■ WHAT THE EXERCISE ASKS ■
From the line containing "like (184, 87)." down to the last line of the material, return those lines verbatim and only those.

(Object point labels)
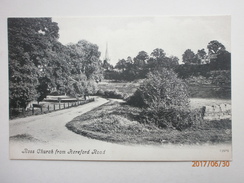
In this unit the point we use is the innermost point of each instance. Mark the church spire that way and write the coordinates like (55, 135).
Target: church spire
(106, 54)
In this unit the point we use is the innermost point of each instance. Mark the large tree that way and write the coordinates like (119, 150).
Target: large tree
(189, 57)
(29, 40)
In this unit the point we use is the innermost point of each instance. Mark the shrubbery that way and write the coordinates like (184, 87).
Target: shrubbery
(165, 103)
(110, 94)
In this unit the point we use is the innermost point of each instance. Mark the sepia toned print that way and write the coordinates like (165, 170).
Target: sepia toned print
(120, 88)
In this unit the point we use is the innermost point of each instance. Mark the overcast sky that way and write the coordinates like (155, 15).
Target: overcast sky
(126, 36)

■ CORRECT RESPONSE ■
In this unit the point we use is the innermost point of each instance. Mark the shrubbery that way and write the coordinates like (184, 87).
Target: shrubbery
(165, 103)
(110, 94)
In this unit the point we use is the innermost point of each instance. Mark the sepia toned print that way and write the coordinates like (165, 170).
Target: sepia toned print
(120, 88)
In this unit the point we use is the innermost point of each instance. Mark the overcast sky that way and write the coordinates like (155, 15).
Target: overcast sky
(126, 36)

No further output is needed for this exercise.